-- Start of Entries supplied --
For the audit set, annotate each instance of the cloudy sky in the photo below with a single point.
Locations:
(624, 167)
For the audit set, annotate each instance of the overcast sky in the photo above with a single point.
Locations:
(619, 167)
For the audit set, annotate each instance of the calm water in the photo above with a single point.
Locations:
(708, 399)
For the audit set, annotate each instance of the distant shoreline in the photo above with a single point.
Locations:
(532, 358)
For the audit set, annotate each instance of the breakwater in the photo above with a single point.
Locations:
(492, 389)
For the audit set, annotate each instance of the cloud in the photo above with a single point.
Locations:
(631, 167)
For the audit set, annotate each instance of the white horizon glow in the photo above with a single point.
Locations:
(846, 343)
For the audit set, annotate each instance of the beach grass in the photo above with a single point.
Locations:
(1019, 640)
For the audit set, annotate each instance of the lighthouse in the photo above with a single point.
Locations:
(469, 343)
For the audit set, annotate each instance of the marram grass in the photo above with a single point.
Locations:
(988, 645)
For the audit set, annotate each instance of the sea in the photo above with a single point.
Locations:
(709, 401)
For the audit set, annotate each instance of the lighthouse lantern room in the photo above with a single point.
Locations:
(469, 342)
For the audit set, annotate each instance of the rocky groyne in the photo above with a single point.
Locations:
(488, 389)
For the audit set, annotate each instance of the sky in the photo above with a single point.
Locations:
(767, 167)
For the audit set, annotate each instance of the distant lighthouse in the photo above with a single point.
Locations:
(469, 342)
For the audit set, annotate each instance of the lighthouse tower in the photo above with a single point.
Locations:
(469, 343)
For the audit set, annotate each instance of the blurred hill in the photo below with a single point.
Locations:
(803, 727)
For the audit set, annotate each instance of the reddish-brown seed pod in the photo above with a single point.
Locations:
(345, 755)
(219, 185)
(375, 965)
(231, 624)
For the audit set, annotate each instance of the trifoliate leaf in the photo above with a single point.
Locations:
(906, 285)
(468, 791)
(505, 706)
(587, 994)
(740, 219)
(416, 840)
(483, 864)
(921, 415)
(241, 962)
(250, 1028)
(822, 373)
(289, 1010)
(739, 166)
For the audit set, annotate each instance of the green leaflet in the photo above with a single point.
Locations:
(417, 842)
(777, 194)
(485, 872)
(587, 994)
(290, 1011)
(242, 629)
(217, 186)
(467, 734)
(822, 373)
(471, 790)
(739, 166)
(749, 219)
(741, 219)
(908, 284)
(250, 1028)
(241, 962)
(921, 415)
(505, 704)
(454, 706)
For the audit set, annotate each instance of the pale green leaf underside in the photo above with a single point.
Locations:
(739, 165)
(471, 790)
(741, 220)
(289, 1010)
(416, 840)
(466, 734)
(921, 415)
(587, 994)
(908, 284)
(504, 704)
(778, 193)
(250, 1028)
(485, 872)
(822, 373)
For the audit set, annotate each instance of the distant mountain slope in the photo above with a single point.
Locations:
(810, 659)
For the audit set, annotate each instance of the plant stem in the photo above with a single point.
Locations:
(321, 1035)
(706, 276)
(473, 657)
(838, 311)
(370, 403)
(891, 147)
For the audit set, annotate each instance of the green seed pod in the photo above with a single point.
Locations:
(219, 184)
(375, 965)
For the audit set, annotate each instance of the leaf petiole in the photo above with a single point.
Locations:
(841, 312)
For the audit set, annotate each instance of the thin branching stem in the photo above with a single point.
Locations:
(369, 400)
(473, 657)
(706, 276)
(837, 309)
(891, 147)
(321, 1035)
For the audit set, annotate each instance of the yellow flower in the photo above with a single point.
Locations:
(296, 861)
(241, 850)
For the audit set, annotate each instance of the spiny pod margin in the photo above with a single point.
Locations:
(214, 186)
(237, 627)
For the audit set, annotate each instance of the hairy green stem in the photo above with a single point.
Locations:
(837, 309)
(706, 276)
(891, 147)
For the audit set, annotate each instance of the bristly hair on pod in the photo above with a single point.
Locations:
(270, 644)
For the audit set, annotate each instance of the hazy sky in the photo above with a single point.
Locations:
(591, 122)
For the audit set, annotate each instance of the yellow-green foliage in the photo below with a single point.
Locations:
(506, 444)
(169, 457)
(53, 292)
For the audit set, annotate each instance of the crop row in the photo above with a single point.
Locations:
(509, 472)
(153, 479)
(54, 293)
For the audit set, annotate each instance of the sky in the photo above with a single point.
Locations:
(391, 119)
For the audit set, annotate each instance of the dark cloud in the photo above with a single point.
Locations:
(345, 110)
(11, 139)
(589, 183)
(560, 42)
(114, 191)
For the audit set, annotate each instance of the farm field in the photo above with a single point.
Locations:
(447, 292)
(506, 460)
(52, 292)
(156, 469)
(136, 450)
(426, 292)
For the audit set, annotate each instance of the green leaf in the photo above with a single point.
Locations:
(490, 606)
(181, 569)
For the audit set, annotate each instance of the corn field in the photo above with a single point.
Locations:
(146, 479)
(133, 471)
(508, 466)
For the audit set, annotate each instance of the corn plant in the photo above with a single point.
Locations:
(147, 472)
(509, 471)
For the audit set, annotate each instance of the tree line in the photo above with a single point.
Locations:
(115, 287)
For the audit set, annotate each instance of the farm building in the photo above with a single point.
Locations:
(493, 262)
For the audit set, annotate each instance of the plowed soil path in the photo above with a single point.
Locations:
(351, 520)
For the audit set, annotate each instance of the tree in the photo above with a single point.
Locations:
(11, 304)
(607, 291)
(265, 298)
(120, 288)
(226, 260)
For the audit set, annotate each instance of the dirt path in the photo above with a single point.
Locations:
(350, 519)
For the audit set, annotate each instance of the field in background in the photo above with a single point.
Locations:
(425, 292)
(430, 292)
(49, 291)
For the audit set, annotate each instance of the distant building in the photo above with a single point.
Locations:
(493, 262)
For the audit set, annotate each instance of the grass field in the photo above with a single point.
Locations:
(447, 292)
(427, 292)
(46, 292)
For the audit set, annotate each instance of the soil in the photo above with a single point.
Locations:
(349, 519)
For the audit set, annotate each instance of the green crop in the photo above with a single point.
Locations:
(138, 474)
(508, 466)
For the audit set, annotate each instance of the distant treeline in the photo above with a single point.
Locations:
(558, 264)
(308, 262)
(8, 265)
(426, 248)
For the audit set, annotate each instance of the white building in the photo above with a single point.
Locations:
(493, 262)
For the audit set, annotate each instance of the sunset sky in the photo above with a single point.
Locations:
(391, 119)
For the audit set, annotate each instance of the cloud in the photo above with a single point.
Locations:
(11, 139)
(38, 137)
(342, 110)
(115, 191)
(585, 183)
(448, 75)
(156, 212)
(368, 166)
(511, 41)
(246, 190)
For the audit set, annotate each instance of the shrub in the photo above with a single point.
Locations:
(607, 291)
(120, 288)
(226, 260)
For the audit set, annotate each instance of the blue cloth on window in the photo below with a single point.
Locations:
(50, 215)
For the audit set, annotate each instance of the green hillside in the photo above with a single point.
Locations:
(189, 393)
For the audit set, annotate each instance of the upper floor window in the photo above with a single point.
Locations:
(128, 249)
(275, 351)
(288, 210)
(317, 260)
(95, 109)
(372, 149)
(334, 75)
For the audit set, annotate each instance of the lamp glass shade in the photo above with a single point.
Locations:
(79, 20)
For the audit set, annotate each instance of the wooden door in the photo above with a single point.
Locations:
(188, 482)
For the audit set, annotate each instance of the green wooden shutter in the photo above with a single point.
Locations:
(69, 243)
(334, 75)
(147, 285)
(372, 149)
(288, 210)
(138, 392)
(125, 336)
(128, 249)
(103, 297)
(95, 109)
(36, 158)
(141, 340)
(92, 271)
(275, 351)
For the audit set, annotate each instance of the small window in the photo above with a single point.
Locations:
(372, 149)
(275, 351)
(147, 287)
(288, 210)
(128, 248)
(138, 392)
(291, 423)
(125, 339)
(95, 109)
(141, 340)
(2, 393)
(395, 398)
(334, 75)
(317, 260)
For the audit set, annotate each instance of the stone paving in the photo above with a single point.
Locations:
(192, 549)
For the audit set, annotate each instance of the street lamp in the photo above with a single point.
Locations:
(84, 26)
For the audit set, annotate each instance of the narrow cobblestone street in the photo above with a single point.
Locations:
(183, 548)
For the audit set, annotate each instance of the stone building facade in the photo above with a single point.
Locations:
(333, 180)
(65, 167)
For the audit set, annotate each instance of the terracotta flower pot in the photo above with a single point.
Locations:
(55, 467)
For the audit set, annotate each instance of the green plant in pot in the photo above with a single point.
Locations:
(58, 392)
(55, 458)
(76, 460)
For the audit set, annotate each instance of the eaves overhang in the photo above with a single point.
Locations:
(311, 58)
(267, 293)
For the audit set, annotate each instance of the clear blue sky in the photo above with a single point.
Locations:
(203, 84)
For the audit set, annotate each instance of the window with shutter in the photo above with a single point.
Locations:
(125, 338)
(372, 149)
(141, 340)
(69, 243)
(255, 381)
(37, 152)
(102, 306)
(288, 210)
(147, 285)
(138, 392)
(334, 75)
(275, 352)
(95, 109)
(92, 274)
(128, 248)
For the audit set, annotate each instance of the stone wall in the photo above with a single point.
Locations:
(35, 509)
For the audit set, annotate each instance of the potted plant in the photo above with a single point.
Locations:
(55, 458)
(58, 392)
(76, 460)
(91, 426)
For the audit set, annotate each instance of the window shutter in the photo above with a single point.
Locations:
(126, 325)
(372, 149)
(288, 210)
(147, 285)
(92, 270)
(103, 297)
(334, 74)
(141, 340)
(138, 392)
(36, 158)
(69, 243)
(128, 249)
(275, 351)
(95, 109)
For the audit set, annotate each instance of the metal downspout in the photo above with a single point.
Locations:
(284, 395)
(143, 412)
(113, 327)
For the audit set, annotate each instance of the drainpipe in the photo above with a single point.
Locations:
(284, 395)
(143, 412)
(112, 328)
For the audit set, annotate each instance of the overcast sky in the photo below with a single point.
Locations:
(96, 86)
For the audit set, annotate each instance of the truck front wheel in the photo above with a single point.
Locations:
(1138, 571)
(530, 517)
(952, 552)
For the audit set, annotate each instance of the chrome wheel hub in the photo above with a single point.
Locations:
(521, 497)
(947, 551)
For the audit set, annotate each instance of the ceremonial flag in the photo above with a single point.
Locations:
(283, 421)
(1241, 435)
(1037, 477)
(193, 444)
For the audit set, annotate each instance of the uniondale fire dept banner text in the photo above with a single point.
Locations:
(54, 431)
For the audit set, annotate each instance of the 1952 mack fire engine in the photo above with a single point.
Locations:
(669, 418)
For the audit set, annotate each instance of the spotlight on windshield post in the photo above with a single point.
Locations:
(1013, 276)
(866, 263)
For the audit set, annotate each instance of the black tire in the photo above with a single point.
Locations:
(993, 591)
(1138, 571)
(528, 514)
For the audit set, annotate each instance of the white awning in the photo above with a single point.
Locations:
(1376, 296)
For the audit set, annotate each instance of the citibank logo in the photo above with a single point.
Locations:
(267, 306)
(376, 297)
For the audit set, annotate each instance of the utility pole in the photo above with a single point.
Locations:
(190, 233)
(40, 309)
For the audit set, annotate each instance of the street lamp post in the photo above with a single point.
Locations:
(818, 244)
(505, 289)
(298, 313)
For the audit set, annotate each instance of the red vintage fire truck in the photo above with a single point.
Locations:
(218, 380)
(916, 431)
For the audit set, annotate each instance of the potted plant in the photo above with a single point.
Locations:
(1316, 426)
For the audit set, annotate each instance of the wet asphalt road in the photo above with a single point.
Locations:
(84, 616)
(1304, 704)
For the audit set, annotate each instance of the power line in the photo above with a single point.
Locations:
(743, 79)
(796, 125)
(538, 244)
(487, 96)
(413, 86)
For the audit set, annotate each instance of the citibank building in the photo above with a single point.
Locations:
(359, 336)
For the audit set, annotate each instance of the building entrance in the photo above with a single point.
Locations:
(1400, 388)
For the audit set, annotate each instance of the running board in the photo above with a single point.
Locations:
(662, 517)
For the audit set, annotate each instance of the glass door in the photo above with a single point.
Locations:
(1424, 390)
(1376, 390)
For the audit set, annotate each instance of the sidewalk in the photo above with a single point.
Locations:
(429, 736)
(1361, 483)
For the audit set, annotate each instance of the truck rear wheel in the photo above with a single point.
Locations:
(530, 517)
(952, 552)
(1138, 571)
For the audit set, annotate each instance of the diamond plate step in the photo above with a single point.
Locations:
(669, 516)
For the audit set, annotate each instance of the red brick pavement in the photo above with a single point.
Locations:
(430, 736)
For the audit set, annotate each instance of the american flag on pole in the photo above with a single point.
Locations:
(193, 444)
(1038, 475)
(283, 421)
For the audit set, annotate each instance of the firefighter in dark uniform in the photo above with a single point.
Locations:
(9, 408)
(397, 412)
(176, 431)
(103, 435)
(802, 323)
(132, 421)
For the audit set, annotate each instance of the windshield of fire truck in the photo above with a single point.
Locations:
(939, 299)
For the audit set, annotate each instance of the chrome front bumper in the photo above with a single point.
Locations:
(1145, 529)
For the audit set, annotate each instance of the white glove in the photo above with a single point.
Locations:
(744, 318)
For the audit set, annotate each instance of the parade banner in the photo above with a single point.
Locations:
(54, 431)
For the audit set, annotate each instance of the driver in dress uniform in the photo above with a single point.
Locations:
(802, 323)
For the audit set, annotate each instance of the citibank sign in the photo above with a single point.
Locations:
-- End of Entries supplied --
### Directive:
Reproduce the records above exactly, starting with the line that contains "the citibank building" and ending with the last line.

### Written answer:
For the audit set, annotate each instance of the citibank building in the photo above with a single point.
Locations:
(359, 336)
For the audit set, annotate each instance of the building entrance in the photo above with a single point.
Locations:
(1400, 388)
For the audit set, annotate each instance of the running board in the photo above with a single point.
Locations:
(662, 517)
For the audit set, annotate each instance of the glass door in the photo above with a single point.
Locations:
(1424, 390)
(1376, 390)
For the audit set, annotate each instance of the sidewalk in the photo above with a single point.
Locations:
(429, 736)
(1361, 483)
For the audit set, annotate each instance of the truck rear wheel in the photo above with a single point.
Locations:
(530, 517)
(952, 552)
(1138, 571)
For the audit set, annotate each instance of the diamond plate step in the photo above with a single point.
Locations:
(669, 516)
For the audit set, annotate each instance of the red brick pavement in the photo above with a single point.
Locations:
(430, 736)
For the audit set, annotate each instance of the american flag on pole in the photo above with a single point.
Locations:
(193, 444)
(1038, 475)
(283, 421)
For the audit set, annotate each instance of the firefighter in dark uniform in the photo above with a single point.
Locations:
(9, 408)
(397, 412)
(176, 431)
(103, 435)
(802, 323)
(132, 421)
For the audit set, annotate each instance of the windshield of fire truck in the photo above with a single point.
Locations:
(939, 299)
For the audit set, annotate each instance of the chrome front bumper in the photo above with a single point.
Locations:
(1145, 529)
For the audit set, annotate each instance of the white glove in the photo above with a single point.
Locations:
(744, 318)
For the audit set, annotate each instance of the parade banner in the photo above with a single point.
Locations:
(54, 431)
For the audit set, annotate each instance of the driver in dress uniform in the photo above with a single point.
Locations:
(802, 323)
For the audit set, annotate each instance of the citibank sign in the photo above with a single point.
Locations:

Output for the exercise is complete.